**WHAT YOU SHOULD DO:** Search the entries below for the line containing "56 246 L 106"; from there to the end, return every line exactly and add nothing.

**Records contained in a dataset:**
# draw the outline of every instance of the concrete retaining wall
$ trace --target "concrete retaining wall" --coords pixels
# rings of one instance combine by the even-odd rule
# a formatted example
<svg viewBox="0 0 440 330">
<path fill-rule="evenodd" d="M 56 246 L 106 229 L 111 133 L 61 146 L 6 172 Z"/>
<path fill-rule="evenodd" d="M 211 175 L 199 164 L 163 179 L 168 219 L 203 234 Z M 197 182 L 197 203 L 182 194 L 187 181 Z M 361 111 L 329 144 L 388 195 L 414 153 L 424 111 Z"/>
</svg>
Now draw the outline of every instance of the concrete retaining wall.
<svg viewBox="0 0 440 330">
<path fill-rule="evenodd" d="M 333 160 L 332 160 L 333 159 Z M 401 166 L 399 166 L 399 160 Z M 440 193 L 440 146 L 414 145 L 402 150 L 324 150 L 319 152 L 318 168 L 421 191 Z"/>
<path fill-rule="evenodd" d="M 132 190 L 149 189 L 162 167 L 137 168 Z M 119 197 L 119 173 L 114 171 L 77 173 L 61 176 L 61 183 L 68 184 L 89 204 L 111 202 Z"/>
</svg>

**SOLUTION TO THIS PROBLEM:**
<path fill-rule="evenodd" d="M 56 246 L 106 229 L 111 133 L 61 146 L 6 172 Z"/>
<path fill-rule="evenodd" d="M 211 175 L 199 164 L 163 179 L 168 219 L 203 234 Z M 197 182 L 197 203 L 182 194 L 187 181 Z M 361 111 L 329 144 L 388 195 L 414 153 L 424 111 Z"/>
</svg>
Now draw the outline of every instance of the concrete retaining wall.
<svg viewBox="0 0 440 330">
<path fill-rule="evenodd" d="M 333 160 L 332 160 L 333 159 Z M 401 166 L 399 166 L 399 160 Z M 440 193 L 440 146 L 414 145 L 402 150 L 324 150 L 319 152 L 318 168 L 421 191 Z"/>
<path fill-rule="evenodd" d="M 132 190 L 149 189 L 162 167 L 137 168 Z M 119 197 L 119 173 L 114 171 L 77 173 L 61 176 L 61 183 L 68 184 L 89 204 L 111 202 Z"/>
</svg>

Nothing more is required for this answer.